Page extract —
• • • •
I won my first writing contest in third grade for Mother’s Day. My winning entry read: “I have the best mom in the world because I have the best dad in the world and the best dads pick the best moms. The end.” It was published in my hometown newspaper, the Hannibal Courier Post, and I was awarded a ten-dollar gift certificate to the Ponderosa Steakhouse. My mother was impressed by the free meal, but the prize corrupted me. I learned that my words had value and that mothering could be manipulated.
Three decades later, with two kids of my own, I know a lot more about mothering and writing. However, many of the ways we discuss mothering—“life changing,” “self-sacrificing,” “a blessing”—remain superficial, which is why Rumaan Alam’s latest novel, That Kind of Mother (ECCO), is refreshingly complicated. The story is about female alliances, even unlikely ones. Rebecca Stone, the protagonist, impulsively hires her hospital lactation consultant, Priscilla, to be her personal nanny. As a privileged white woman aspiring to be a poet, Rebecca realizes how little she understands about Priscilla’s place as a hired woman of color in their shared house and culture. The relationship provides Rebecca the opportunity to navigate cross-racial adoption and challenges her definitions of motherhood. Though Rebecca has family of her own nearby, it is Priscilla who becomes her model for nurturing and her lifeline to intimacy, underscoring the many different ways we construct family.
The creation of family is perhaps at the forefront of this novel because as an adoptive father of two black children, Alam has faced many of the uncertainties Rebecca wrestles with. During a conversation I hosted during his book launch at Politics & Prose on Mother’s Day, he shared with our audience that he’s learned to turn the tables on the inquisitive boundary crossing of strangers with a question of his own: “Why do you need to know?” Rebecca Stone illustrates how much we expect of modern parents, how little we reward and provide support for, and most damaging, how much we blame and judge.
In her review of the book in the Washington Post, which was published days before our D.C. talk, Lisa Page wrote, “When you become a mother, you start to disappear. Your body becomes someone else’s. Your priorities change. Your existence is suddenly tied up in breast-feeding, dirty laundry, the changing table. Even you can’t see yourself.” In That Kind of Mother, Rebecca’s sister, Christine, is one of the first to notice her fade. After a suburban Halloween night in Silver Spring, MD, Christine worries that her sister’s recent adoption has overwhelmed her and led to depression. “You can’t disappear into motherhood,” Christine warns. “It’s not good for you.” Rebecca realizes motherhood has changed her yet she embraces it: “This was the look of motherhood. But it was offset, or compensated for, by something else, a faint glow, a vague contentment.” And it is through the insider and outsider view of motherhood that Alam creates an authentic portrait. Both are true. Motherhood swallows Rebecca Stone, but in That Kind of Mother she emerges stronger because of her struggle to be seen. Through her journey, a larger commentary on motherhood and its transformative nature emerges.
• • • •
Rewrite the paragraph of the review of That Kind of Mother that begins "The creation of family" as a short bulleted list that keeps its main facts.

Source information —
• • • •
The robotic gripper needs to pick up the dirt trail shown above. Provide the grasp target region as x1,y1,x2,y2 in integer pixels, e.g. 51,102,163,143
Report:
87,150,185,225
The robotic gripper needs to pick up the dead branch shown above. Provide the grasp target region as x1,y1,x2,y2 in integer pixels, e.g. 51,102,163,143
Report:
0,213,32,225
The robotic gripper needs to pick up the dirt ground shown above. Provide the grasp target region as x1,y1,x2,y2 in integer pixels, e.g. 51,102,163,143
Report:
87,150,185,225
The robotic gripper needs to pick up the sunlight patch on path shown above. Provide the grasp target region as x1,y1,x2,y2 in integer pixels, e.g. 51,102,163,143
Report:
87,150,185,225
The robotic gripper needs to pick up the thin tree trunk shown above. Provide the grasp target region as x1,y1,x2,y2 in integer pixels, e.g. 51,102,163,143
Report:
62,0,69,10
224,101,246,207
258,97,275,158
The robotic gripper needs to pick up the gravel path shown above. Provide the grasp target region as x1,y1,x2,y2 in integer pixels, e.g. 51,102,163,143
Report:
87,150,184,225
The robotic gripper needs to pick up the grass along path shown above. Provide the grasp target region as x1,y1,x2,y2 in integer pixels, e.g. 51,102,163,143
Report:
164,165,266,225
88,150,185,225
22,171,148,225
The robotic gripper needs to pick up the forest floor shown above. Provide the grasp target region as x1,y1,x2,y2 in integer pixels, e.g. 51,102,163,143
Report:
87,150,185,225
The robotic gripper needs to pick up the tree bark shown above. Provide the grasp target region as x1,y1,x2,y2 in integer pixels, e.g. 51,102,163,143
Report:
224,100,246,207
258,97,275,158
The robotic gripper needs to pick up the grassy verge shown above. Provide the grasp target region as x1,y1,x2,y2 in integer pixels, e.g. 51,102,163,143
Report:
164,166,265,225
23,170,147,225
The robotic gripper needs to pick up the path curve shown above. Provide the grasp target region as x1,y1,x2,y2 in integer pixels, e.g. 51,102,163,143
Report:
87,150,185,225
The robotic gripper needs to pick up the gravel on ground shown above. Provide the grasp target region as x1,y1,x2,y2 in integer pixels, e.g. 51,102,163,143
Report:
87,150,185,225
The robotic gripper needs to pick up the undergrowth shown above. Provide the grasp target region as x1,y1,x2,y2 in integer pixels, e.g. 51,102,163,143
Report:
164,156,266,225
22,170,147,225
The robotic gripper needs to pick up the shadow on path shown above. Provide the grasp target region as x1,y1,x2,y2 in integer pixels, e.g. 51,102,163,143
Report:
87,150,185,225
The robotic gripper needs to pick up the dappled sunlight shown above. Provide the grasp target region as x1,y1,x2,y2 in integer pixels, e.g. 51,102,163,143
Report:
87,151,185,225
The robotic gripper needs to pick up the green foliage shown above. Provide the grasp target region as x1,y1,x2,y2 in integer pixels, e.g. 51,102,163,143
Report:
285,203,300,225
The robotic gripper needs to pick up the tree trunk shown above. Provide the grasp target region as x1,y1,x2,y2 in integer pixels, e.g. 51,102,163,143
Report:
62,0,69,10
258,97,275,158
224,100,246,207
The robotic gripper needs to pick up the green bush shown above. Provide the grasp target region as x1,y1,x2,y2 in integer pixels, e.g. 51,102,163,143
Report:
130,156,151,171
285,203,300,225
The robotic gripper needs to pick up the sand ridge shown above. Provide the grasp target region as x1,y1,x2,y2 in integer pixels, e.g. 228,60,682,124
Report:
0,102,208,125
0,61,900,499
• • • •
Written solution —
- The creation of family may be at the forefront of the novel because Alam, an adoptive father of two black children, has faced many of the uncertainties Rebecca wrestles with.
- At his book launch at Politics & Prose on Mother's Day, in a conversation the reviewer hosted, Alam said he turns the tables on strangers' inquisitive boundary crossing by asking, "Why do you need to know?"
- Rebecca Stone shows how much we expect of modern parents and how little we reward and support. Most damaging, she shows how much we blame and judge them.